### Input data
┄┄┄┄┄┄┄┄┄┄

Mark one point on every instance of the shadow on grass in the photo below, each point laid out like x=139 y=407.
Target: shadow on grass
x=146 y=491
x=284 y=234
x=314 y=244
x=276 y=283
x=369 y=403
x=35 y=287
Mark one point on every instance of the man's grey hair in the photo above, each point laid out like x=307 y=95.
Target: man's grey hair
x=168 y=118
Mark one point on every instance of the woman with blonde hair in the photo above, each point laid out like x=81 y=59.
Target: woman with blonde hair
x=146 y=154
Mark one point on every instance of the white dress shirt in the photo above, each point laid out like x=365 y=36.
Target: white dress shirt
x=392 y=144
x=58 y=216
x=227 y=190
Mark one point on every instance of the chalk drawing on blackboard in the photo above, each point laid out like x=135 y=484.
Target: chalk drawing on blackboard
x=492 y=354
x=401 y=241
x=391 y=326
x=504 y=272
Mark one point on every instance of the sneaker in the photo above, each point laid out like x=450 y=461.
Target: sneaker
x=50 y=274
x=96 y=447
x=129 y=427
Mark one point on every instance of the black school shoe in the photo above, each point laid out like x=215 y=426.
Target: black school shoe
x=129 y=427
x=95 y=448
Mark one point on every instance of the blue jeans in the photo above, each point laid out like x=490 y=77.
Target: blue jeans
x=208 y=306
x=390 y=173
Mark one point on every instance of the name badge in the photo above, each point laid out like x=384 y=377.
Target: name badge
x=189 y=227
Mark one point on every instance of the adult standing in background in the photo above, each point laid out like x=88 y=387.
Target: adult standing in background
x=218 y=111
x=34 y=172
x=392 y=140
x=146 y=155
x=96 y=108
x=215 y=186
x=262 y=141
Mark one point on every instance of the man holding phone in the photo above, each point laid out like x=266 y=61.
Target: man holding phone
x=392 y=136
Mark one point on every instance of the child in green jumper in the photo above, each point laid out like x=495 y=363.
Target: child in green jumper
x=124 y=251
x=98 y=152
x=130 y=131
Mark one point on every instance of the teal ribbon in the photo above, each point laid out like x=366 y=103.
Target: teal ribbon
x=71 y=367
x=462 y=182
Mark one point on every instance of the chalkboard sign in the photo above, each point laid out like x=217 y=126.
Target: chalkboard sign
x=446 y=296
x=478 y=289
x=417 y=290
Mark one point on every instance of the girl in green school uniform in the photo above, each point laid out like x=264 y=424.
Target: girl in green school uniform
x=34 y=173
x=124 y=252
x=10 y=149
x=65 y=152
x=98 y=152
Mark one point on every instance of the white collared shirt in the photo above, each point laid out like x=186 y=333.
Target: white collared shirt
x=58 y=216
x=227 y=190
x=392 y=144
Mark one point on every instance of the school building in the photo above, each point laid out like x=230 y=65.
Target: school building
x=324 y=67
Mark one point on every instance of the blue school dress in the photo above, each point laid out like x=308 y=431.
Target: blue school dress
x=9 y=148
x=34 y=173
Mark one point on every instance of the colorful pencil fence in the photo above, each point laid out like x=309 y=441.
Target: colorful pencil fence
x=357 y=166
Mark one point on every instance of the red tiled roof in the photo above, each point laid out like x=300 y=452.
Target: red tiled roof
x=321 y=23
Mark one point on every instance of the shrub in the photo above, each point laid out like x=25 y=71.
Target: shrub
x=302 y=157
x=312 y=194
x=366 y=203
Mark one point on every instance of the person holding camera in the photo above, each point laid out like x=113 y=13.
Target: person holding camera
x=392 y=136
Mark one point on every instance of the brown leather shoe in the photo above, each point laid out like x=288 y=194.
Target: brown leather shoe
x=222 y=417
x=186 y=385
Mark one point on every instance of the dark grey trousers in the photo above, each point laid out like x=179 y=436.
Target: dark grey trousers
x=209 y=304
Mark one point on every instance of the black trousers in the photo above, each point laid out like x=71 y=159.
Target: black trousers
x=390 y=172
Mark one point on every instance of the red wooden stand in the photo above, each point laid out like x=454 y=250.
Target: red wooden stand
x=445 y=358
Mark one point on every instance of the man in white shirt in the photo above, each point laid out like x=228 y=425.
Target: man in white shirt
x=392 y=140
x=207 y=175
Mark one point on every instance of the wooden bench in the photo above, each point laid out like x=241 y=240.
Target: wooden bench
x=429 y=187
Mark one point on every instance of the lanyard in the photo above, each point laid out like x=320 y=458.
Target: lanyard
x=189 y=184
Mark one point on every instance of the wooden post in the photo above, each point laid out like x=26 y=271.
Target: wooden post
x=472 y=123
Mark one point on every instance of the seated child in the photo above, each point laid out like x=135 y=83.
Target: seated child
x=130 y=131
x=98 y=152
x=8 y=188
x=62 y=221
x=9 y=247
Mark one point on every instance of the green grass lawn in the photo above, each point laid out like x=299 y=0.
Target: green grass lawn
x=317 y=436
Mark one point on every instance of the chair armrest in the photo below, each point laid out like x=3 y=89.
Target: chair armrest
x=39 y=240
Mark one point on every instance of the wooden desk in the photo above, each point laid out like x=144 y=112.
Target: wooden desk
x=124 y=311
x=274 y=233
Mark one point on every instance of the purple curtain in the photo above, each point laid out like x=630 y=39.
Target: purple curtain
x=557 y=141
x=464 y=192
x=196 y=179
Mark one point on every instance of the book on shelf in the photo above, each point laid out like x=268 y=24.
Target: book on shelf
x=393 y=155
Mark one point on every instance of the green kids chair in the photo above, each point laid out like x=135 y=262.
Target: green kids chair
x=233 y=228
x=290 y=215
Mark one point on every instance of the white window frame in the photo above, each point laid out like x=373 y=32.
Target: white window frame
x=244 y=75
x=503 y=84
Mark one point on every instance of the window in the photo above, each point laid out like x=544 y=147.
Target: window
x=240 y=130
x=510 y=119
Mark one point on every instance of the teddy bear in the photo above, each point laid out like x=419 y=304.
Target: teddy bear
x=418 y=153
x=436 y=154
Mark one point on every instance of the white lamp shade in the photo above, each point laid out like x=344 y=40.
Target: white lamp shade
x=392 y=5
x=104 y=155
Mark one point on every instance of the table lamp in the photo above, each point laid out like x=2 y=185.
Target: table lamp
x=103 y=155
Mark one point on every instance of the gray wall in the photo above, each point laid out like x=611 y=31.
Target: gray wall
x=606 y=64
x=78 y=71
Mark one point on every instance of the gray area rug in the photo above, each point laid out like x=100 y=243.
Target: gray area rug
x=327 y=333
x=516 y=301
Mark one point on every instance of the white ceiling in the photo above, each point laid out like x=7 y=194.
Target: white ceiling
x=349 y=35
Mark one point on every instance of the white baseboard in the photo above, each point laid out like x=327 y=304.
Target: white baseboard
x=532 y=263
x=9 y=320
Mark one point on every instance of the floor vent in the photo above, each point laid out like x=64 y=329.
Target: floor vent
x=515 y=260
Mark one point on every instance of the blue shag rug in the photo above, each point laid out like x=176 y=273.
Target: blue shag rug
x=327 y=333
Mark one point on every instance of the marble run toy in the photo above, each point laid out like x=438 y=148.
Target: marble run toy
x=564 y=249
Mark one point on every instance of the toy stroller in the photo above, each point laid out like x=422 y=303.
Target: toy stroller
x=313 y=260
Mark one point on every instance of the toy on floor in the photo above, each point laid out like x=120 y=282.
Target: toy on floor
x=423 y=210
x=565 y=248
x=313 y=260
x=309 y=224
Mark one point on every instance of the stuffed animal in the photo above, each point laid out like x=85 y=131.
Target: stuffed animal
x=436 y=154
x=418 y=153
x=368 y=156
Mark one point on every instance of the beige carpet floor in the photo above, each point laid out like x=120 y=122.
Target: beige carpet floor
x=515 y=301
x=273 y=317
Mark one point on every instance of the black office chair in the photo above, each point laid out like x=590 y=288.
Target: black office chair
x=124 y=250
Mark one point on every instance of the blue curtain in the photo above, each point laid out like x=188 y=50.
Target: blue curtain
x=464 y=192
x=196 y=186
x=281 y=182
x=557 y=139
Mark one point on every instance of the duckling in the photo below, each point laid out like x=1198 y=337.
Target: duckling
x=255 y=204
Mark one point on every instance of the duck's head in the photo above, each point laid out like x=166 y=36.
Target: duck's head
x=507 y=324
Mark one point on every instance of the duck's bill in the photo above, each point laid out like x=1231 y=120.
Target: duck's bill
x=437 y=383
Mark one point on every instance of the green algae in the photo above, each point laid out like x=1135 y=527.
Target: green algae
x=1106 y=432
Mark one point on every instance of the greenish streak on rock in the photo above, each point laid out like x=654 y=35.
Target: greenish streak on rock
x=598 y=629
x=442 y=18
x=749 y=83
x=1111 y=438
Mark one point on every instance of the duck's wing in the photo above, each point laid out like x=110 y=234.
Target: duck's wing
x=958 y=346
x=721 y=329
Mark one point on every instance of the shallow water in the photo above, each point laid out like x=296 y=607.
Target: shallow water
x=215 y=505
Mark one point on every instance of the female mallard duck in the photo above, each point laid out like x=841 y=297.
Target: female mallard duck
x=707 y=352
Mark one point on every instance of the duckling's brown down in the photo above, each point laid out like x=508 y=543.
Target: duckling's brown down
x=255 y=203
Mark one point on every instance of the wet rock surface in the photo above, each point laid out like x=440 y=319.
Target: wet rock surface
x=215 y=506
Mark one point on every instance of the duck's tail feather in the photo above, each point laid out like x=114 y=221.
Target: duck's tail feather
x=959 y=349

┄┄┄┄┄┄┄┄┄┄

Starting from the line containing "Mark one point on every instance of the greenish", repeat each line through the end of the entries, exactly.

### Task output
Mark one point on every instance of the greenish streak on rock in the photo above, each point laid out like x=654 y=35.
Target: greenish streak on rock
x=598 y=629
x=442 y=18
x=749 y=83
x=1111 y=438
Mark one point on every instance of the duck's wing in the photo above, each point laid out like x=110 y=234.
Target: duck's wing
x=958 y=346
x=721 y=329
Mark one point on every instance of the shallow water in the photo above, each point laid out like x=296 y=607.
Target: shallow water
x=215 y=505
Mark one point on every instance of the female mallard duck in the photo above, each point laid out like x=841 y=297.
Target: female mallard duck
x=707 y=352
Mark one point on every instance of the duckling's brown down in the photo above, each point laid out like x=508 y=543.
Target: duckling's brown down
x=255 y=203
Mark one point on every instance of the wet rock surface in the photo above, each point laid out like x=440 y=319.
Target: wet rock surface
x=215 y=506
Mark one point on every instance of the duck's tail feather in the photo above, each point laid out like x=114 y=221.
Target: duck's tail feather
x=959 y=349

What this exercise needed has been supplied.